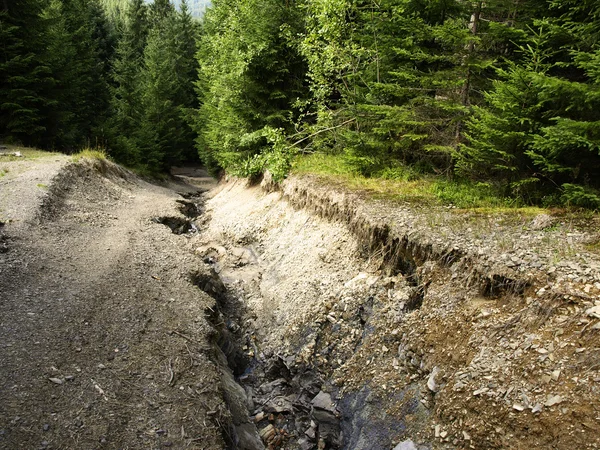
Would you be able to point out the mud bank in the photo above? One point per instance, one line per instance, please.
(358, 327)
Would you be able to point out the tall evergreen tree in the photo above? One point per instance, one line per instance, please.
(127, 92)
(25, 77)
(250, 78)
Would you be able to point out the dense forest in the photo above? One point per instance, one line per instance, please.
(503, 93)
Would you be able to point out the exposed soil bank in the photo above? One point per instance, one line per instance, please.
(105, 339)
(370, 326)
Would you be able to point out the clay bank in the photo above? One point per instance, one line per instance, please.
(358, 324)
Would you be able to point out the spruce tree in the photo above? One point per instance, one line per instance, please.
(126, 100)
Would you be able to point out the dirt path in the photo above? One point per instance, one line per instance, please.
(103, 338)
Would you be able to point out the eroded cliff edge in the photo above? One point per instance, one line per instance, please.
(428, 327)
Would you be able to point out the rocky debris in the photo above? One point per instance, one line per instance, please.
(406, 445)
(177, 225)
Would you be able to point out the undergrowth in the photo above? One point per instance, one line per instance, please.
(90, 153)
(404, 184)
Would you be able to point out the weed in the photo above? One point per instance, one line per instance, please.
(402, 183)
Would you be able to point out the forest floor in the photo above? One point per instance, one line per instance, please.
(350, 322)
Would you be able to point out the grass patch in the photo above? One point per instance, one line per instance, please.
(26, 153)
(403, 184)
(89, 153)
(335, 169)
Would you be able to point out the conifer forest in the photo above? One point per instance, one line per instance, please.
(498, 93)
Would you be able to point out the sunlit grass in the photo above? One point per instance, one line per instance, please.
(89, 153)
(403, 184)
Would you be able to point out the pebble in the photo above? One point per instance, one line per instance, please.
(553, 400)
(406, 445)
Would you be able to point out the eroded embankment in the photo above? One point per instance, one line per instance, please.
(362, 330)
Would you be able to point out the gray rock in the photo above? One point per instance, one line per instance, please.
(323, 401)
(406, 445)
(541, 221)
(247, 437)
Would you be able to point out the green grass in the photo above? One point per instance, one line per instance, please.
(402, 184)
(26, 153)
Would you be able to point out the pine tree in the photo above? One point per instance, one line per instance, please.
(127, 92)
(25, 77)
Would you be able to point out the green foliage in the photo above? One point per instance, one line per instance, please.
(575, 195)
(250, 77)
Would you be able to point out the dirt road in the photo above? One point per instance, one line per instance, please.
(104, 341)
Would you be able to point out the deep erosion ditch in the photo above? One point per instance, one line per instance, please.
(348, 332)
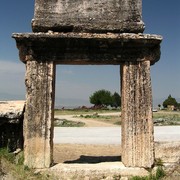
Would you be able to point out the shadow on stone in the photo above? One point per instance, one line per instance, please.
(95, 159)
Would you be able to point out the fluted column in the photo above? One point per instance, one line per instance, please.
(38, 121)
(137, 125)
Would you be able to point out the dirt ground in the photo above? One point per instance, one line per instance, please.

· · ·

__WHAT TO WORK ON__:
All lines from the one containing "Would you be able to point out the forest" through the end of the entries, both ends included, should be written out exactly, with no pictures.

__ANSWER FOR THIS EXERCISE__:
Would you be able to point out the forest floor in the photo above? One point per instance, one line per instance, please.
(350, 322)
Would you be able to point out the grass patch in the photo above? One point per instance, one line per instance, please.
(26, 153)
(403, 184)
(89, 153)
(335, 169)
Would you be able to point out the conifer forest in the photo above? One point per instance, one line per instance, please.
(498, 93)
Would you be able to point out the sunlit grass in the photo above? One point per instance, one line per instance, please.
(89, 153)
(403, 184)
Would you be able to point out the pebble in the photo above? One point per instance, one line per instance, please.
(553, 400)
(406, 445)
Would you be able to point out the eroded embankment in the photo above? One point per instance, one line per instance, please.
(362, 330)
Would you be able to point out the gray rock in the photo above? One point per instance, one line per instance, please.
(323, 401)
(406, 445)
(541, 221)
(247, 437)
Would you be able to point out the green grass in the photo above? One point per instance, one line per instance, please.
(402, 184)
(26, 153)
Would you be able to point out the pine tree in the photo above? One point per instance, one line per instance, please.
(127, 92)
(25, 77)
Would you be able to point out the green foliage in the photo above? One point per instance, one line per instance, please.
(575, 195)
(250, 77)
Would you be able to point out the dirt road in the photo above? One point per instance, one line per instance, please.
(104, 341)
Would you be able to point out the deep erosion ditch in the photo above? One point per instance, one line per instance, please.
(348, 332)
Would you be able to point out the shadow on stone in the photo above? One point per instance, one line per instance, please.
(95, 159)
Would you be able to point out the fluted column in the photo above? One point per instance, one line per instance, please.
(38, 121)
(137, 125)
Would you be able to point out the dirt ground in the photo above? One point per instance, one line per instance, please.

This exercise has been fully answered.